** Supplied data follows **

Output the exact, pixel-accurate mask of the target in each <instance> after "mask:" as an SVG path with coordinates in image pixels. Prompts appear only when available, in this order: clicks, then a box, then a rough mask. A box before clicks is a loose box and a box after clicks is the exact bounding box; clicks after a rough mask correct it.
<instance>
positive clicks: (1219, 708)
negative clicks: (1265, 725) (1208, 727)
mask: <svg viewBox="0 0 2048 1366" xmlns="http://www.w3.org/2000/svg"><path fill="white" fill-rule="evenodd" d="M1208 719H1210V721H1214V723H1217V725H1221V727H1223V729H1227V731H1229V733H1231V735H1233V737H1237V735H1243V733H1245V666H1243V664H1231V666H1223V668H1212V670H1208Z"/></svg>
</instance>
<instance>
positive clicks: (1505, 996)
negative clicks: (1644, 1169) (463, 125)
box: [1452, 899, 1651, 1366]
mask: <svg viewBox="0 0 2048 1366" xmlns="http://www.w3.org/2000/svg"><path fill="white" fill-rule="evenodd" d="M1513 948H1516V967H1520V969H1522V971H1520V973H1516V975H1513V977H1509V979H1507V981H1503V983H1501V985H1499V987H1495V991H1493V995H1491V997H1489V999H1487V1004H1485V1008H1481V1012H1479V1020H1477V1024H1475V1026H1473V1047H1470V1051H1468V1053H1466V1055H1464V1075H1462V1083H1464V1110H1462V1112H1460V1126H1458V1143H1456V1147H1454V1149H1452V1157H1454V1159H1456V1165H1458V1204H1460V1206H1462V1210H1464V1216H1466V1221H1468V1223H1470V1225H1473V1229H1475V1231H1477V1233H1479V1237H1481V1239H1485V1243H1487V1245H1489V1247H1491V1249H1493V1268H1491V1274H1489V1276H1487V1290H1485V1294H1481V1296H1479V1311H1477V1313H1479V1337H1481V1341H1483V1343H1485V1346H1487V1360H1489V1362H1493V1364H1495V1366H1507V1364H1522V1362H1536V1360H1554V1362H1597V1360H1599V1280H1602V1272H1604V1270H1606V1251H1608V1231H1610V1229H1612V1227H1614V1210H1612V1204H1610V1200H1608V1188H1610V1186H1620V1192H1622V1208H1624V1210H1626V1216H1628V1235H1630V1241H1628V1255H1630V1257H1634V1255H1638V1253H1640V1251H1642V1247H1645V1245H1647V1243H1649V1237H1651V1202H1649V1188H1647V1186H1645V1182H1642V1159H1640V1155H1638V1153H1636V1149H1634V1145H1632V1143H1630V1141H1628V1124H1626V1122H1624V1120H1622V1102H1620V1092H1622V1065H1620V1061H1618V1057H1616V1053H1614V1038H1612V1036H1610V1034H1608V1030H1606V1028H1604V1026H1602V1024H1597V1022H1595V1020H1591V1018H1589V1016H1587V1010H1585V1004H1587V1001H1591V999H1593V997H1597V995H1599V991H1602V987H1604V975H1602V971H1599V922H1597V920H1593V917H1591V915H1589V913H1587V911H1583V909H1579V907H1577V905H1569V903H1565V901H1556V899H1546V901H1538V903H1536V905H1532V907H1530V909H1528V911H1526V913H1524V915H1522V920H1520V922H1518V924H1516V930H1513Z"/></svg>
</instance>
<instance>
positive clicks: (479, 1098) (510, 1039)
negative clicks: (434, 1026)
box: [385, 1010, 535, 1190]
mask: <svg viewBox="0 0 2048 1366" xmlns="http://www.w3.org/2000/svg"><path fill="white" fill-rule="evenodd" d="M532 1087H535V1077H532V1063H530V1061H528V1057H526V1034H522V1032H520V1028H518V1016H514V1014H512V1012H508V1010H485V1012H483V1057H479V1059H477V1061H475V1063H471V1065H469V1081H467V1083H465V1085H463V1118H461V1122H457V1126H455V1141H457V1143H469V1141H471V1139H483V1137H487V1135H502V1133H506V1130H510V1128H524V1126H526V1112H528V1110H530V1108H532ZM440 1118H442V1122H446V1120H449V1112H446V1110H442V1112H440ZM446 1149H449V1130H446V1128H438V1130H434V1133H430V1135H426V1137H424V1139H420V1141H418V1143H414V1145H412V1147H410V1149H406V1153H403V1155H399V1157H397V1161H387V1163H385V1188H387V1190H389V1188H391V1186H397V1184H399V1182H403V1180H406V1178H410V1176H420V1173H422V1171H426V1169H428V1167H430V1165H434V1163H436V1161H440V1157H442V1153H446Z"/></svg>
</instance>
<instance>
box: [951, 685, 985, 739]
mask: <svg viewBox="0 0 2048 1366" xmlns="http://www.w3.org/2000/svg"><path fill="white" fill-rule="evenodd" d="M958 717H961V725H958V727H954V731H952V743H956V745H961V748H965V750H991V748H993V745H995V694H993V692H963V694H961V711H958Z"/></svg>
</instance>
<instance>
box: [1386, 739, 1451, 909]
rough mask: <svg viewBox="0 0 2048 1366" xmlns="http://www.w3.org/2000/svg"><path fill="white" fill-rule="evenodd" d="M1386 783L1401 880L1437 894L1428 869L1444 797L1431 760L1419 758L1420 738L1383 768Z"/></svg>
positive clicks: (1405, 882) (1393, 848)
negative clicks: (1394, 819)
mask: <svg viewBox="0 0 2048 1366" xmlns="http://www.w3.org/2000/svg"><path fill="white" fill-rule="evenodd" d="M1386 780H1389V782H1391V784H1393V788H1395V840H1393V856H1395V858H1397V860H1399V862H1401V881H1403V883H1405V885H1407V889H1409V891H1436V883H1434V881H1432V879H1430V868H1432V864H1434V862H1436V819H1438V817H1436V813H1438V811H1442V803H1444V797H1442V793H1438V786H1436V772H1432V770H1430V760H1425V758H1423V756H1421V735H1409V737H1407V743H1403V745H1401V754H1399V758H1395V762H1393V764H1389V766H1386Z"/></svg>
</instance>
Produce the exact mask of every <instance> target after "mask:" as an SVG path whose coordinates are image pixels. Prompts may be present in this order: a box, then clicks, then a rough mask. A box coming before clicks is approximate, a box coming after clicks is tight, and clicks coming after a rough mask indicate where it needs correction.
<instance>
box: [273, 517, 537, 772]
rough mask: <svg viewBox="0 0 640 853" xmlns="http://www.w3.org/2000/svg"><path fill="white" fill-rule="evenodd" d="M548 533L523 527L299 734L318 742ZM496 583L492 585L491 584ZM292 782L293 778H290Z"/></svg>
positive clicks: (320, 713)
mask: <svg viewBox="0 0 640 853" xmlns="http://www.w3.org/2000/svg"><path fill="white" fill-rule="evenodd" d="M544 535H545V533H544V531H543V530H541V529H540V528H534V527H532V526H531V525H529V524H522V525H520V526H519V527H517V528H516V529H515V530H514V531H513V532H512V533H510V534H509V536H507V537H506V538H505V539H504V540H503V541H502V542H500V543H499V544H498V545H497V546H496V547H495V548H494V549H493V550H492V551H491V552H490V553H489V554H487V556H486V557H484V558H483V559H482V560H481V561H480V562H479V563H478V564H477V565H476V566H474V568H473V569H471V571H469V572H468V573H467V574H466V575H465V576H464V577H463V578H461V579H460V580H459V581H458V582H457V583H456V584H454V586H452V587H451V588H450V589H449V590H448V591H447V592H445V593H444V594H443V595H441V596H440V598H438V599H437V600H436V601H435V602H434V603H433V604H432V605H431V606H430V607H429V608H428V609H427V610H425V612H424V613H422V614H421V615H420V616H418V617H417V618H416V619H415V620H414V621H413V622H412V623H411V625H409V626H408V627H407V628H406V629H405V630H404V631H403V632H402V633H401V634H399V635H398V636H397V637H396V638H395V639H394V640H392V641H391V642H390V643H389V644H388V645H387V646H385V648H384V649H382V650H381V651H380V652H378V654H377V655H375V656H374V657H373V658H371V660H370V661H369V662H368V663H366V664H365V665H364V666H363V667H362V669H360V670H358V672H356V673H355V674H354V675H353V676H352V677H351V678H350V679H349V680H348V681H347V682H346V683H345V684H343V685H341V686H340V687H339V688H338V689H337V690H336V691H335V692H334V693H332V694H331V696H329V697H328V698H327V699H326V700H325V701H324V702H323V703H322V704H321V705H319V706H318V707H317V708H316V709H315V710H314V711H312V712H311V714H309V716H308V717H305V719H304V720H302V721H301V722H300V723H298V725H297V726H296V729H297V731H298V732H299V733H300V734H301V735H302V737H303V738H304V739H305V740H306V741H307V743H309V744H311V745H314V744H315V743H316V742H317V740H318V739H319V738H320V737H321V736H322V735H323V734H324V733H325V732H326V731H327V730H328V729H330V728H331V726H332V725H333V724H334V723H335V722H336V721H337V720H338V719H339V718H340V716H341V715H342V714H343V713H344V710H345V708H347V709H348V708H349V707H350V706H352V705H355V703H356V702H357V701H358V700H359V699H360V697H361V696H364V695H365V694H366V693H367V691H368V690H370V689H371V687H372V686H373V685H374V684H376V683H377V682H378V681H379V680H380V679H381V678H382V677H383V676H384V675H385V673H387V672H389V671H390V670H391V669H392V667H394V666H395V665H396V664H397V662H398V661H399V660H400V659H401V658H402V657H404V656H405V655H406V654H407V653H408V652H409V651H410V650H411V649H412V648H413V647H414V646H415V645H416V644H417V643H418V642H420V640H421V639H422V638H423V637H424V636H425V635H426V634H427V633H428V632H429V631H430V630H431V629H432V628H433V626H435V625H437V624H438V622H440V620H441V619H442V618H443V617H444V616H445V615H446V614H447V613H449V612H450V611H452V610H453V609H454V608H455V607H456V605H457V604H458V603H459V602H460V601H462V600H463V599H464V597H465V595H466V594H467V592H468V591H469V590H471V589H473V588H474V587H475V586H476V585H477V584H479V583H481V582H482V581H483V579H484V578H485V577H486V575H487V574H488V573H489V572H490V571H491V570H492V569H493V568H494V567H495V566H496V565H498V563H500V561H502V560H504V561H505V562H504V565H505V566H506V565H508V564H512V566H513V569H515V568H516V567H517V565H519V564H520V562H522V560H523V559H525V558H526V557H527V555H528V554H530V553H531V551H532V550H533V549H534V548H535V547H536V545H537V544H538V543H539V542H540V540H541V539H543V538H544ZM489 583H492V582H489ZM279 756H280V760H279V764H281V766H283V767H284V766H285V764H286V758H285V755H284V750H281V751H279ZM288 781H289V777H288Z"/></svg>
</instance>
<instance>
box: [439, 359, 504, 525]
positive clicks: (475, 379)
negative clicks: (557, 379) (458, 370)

** End of Supplied data **

◆ Assignment:
The expected answer is every line above in which the word "this" appears.

◆ Exercise output:
Output the exact, pixel-accurate mask of the target in each <instance> after "mask:" as an SVG path with coordinates in image pixels. Prompts appear only when available, in this order: clicks, then a box, then a rough mask. A box before clicks is a loose box and a box after clicks is the exact bounding box; clicks after a rough mask correct it.
Produce the exact mask of every <instance> target after "mask:" as an SVG path whose coordinates are image pixels. Prompts may be present in this order: a box, then clicks, then a rough mask. A box coming before clicks is approximate, a box coming after clicks is tight, and clicks coming after a rough mask indicate where it needs correction.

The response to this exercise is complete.